_Problem to work on_: Copy exactly, and only, the lines from the line containing "Where can you spot the mossy" through the last line of the records below, both included, and leave out any pictures.

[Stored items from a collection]
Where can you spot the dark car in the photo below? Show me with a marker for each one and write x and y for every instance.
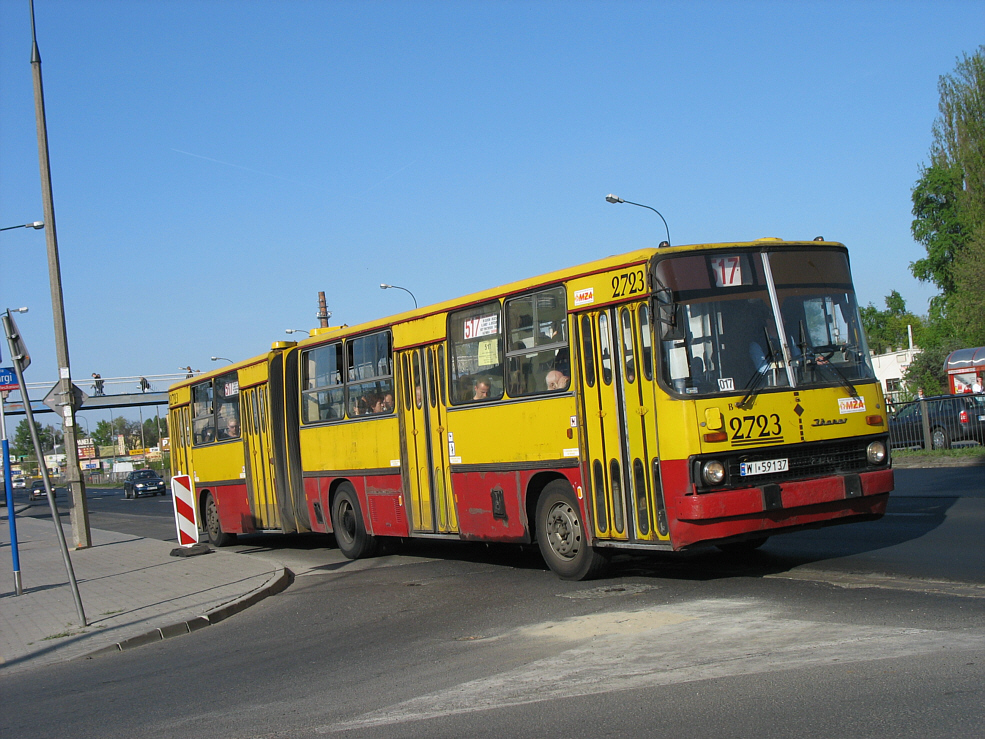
(952, 418)
(143, 482)
(37, 491)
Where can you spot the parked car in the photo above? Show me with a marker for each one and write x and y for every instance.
(953, 418)
(37, 491)
(143, 482)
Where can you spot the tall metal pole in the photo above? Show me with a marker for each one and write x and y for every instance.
(17, 358)
(9, 492)
(76, 487)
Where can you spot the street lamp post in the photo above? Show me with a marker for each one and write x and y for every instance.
(610, 198)
(80, 506)
(385, 286)
(34, 225)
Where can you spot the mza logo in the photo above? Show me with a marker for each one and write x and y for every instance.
(585, 297)
(851, 405)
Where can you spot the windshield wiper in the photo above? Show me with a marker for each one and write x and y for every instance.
(815, 357)
(754, 386)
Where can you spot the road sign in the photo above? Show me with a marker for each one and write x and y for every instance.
(53, 399)
(184, 510)
(16, 343)
(8, 380)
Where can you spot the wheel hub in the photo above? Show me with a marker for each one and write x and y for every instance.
(563, 531)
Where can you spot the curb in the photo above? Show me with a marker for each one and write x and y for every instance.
(925, 463)
(280, 580)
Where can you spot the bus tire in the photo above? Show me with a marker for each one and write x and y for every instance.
(217, 537)
(741, 547)
(561, 536)
(347, 521)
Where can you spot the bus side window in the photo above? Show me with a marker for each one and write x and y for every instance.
(537, 359)
(475, 347)
(203, 423)
(606, 352)
(370, 372)
(588, 350)
(321, 384)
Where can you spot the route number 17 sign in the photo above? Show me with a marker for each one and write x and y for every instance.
(728, 271)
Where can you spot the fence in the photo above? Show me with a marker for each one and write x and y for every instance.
(938, 423)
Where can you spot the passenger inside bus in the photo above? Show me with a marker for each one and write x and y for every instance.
(481, 389)
(232, 429)
(556, 380)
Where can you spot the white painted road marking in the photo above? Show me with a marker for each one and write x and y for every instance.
(629, 650)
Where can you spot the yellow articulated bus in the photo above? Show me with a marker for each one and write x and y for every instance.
(658, 400)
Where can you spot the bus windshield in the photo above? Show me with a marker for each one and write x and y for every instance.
(747, 321)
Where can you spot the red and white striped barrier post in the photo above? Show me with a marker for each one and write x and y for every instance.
(184, 510)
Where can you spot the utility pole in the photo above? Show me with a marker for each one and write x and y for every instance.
(76, 487)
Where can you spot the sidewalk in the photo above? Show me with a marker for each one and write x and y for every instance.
(133, 592)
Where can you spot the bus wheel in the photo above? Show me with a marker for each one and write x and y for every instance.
(561, 535)
(740, 547)
(213, 528)
(347, 520)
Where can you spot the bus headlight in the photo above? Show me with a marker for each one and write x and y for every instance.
(713, 472)
(876, 452)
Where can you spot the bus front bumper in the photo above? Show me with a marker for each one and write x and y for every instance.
(772, 508)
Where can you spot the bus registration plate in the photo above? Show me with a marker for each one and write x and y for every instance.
(764, 467)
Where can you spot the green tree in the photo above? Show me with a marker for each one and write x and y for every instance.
(102, 435)
(949, 208)
(887, 329)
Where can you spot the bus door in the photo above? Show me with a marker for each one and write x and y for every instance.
(424, 442)
(181, 440)
(620, 421)
(259, 472)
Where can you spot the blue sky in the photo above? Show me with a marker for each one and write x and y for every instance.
(216, 164)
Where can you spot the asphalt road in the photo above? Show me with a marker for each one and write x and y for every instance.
(870, 630)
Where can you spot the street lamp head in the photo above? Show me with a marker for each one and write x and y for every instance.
(386, 286)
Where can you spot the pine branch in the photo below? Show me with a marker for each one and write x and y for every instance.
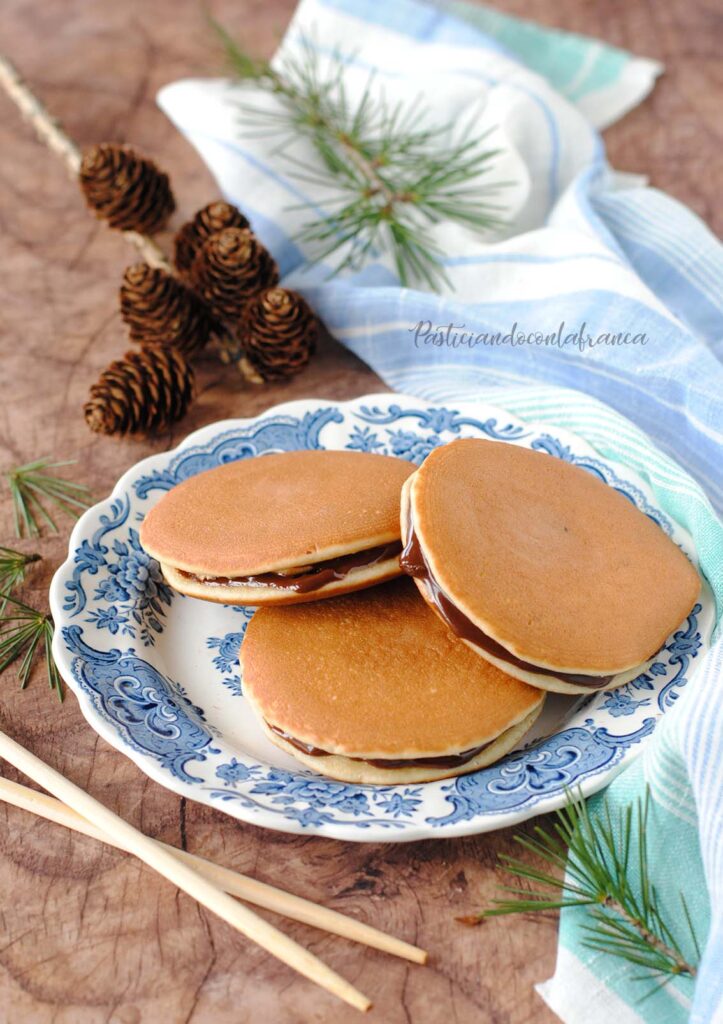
(24, 632)
(33, 487)
(386, 180)
(12, 568)
(623, 923)
(53, 135)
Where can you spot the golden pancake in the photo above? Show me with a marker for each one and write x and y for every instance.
(376, 677)
(541, 567)
(281, 528)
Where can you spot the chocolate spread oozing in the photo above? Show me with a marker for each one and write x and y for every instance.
(312, 577)
(444, 761)
(414, 563)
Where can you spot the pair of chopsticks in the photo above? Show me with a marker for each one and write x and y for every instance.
(209, 884)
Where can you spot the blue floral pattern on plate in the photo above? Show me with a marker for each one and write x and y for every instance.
(200, 738)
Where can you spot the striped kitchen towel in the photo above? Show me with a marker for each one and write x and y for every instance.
(597, 306)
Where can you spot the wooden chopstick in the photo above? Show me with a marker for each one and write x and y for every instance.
(234, 883)
(182, 875)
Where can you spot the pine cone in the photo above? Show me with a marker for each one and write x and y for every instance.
(126, 189)
(143, 392)
(229, 268)
(279, 334)
(161, 310)
(212, 219)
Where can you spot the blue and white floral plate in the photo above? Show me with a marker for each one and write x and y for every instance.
(157, 674)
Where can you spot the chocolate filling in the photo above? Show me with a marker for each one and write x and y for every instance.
(445, 761)
(311, 577)
(414, 563)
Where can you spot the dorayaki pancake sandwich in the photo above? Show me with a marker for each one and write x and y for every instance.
(373, 688)
(281, 528)
(541, 567)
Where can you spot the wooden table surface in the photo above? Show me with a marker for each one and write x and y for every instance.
(88, 935)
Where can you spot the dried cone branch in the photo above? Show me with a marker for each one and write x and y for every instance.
(144, 392)
(212, 219)
(161, 310)
(126, 189)
(279, 335)
(229, 268)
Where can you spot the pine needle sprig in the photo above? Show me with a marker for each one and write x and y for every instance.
(387, 174)
(24, 633)
(12, 570)
(624, 922)
(33, 487)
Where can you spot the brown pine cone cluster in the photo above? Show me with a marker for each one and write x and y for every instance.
(126, 189)
(279, 334)
(142, 393)
(212, 219)
(161, 310)
(229, 268)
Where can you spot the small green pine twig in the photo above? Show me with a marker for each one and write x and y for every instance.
(624, 922)
(12, 570)
(24, 633)
(33, 487)
(388, 176)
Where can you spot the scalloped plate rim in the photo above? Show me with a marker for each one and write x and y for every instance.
(483, 821)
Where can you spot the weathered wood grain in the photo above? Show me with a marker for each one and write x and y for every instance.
(88, 935)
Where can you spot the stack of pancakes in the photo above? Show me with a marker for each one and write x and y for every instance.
(534, 576)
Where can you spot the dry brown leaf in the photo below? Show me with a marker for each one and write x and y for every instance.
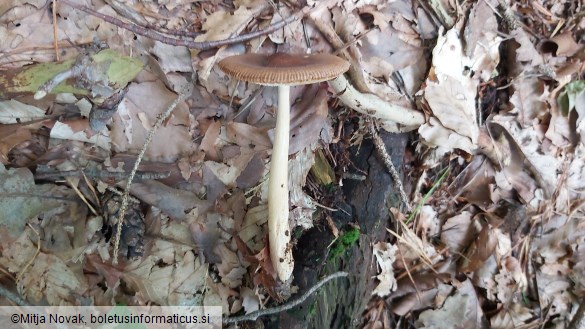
(462, 310)
(385, 254)
(152, 98)
(170, 275)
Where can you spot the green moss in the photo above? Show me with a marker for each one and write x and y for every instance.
(344, 243)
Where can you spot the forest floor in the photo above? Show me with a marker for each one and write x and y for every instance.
(117, 109)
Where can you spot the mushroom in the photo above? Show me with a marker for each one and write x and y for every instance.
(282, 70)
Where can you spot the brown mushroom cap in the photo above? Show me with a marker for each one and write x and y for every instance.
(284, 69)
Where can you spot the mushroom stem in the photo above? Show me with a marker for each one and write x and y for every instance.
(278, 229)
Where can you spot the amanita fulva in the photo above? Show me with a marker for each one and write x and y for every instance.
(282, 70)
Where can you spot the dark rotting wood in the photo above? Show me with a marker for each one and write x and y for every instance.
(341, 302)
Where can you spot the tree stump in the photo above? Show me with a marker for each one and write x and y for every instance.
(367, 203)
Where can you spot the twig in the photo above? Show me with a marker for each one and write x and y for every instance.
(374, 106)
(381, 148)
(204, 45)
(55, 36)
(183, 95)
(30, 261)
(101, 174)
(16, 299)
(287, 306)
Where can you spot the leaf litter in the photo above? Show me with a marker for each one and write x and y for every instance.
(498, 244)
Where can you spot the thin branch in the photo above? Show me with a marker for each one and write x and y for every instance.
(55, 35)
(183, 95)
(287, 306)
(204, 45)
(381, 148)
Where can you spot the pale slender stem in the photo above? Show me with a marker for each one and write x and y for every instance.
(278, 230)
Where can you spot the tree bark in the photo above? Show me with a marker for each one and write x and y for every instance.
(367, 203)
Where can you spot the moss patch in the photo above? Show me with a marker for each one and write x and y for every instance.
(344, 243)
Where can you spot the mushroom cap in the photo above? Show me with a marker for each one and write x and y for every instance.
(284, 69)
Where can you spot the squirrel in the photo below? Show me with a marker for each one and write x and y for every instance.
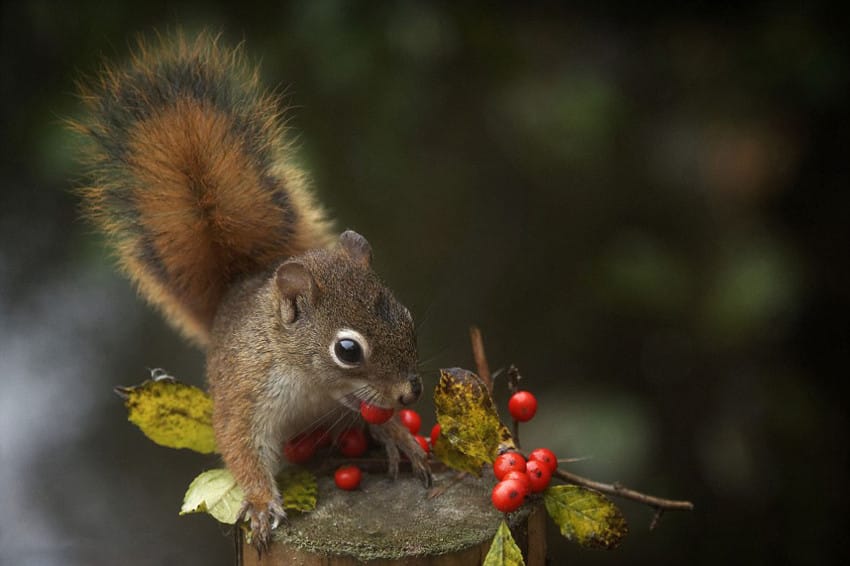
(192, 179)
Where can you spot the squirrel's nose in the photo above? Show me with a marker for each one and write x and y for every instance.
(414, 393)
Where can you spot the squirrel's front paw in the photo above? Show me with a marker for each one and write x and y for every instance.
(263, 518)
(395, 437)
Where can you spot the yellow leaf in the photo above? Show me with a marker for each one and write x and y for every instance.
(471, 433)
(503, 550)
(171, 414)
(585, 516)
(298, 488)
(217, 493)
(214, 492)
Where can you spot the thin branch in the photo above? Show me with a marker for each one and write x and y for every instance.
(481, 365)
(513, 386)
(616, 489)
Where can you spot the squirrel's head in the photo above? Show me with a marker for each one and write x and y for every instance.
(350, 328)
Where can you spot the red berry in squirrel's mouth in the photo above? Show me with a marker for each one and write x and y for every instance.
(348, 477)
(508, 462)
(435, 434)
(508, 495)
(423, 443)
(411, 420)
(522, 406)
(545, 456)
(373, 414)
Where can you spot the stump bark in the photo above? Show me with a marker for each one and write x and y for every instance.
(392, 523)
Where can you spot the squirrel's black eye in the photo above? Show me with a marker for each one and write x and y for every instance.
(348, 351)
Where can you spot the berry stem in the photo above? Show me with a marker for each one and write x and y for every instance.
(513, 386)
(659, 504)
(481, 365)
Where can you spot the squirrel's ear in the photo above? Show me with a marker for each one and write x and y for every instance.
(357, 247)
(293, 281)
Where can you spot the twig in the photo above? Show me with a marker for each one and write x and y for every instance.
(481, 365)
(659, 504)
(513, 386)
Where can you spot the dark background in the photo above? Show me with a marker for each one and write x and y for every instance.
(645, 209)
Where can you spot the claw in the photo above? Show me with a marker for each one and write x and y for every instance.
(396, 438)
(263, 519)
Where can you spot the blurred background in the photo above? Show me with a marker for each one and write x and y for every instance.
(645, 209)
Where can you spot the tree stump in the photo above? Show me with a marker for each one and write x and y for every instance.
(391, 523)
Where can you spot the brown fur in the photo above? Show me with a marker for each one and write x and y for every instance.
(195, 194)
(191, 181)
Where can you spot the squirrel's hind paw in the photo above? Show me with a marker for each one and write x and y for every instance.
(263, 519)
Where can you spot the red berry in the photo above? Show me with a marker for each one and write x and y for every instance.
(508, 495)
(348, 477)
(508, 462)
(545, 456)
(422, 442)
(299, 449)
(374, 414)
(411, 420)
(352, 442)
(435, 434)
(538, 475)
(521, 477)
(522, 406)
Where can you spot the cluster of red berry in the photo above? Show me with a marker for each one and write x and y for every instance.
(518, 476)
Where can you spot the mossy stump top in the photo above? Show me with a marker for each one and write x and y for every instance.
(386, 522)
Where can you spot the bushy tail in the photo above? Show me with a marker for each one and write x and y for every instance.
(191, 176)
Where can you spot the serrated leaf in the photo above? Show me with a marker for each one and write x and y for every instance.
(172, 414)
(214, 492)
(503, 550)
(471, 433)
(217, 493)
(298, 488)
(586, 516)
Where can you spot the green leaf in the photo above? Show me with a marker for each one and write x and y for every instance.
(217, 493)
(503, 550)
(171, 413)
(298, 488)
(214, 492)
(585, 516)
(471, 433)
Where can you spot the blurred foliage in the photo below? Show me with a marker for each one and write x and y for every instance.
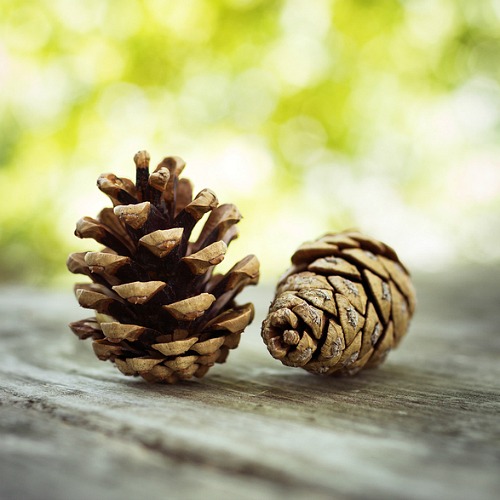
(310, 115)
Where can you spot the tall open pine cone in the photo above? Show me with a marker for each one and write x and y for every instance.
(161, 313)
(346, 301)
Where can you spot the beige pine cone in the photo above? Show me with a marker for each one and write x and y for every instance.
(162, 312)
(343, 305)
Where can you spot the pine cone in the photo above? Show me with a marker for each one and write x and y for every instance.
(161, 313)
(346, 301)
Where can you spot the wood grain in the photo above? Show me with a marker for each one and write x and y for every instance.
(424, 425)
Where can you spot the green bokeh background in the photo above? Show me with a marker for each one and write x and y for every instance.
(310, 115)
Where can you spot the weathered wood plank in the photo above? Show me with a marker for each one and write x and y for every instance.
(424, 425)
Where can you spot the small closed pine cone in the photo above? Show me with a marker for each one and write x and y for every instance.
(343, 305)
(161, 313)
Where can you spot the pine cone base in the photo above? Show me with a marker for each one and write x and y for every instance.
(343, 305)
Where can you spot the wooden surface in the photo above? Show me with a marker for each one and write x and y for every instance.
(425, 425)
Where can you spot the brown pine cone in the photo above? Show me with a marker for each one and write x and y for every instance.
(343, 305)
(161, 313)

_Reply to the exercise_:
Where can you spot the mossy stump top in the photo above? Show me with a marker for each one and write x and y for every instance.
(386, 522)
Where can you spot the bushy tail in the photo above? Show me with a marker for each one and write x and y for every instance.
(191, 176)
Where can you spot the serrated leaf in the photo above? Show me with a marker for each one and write x and y for every instance.
(172, 414)
(214, 492)
(503, 550)
(471, 433)
(217, 493)
(298, 488)
(586, 516)
Where can you spot the green leaf in the photo above? Show me with a marker for each one and write x and y for every instance.
(217, 493)
(503, 550)
(171, 413)
(298, 488)
(214, 492)
(585, 516)
(471, 433)
Where can you spot the blurred foliage in the photo below? Show me with a marker for each one and write x and y for every instance.
(310, 115)
Where can you spot the tall open pine cone in the photo above? Show me with a marker for each one and write x and y for every instance.
(161, 313)
(346, 301)
Where can you spot the beige pine cone in the photo above? Show me with a marker for each one and write x and y for every instance.
(162, 312)
(343, 305)
Where can you spot the pine cone in the photo above? Show me with a marker for each one and write x and y for every instance.
(161, 313)
(346, 301)
Where can you spot the wood grain in the photo above? Show me with a marker for each one and write x and y for every instance.
(424, 425)
Where can you spot the green bokeh background in the photo above? Show me with a marker for each one and write x and y for every instance.
(310, 115)
Where can you spot the weathered wood plank in the photo above? Show me with a marker for each one and write x and y for every instance.
(424, 425)
Where can you spot the small closed pine cone in the photo above? Show me with a marker for each one and write x and y for every instance.
(343, 305)
(161, 313)
Where can you spot the pine cone base in the photo above? Show me with a marker for each one and write x and y for every instance.
(343, 305)
Where can you spot the wooden surface in the photo above? Show me with a marker for each one and write x and y for every instance.
(425, 425)
Where can you spot the brown pine cone in the photo above? Show me with a marker for each one and write x and y for every instance.
(343, 305)
(161, 313)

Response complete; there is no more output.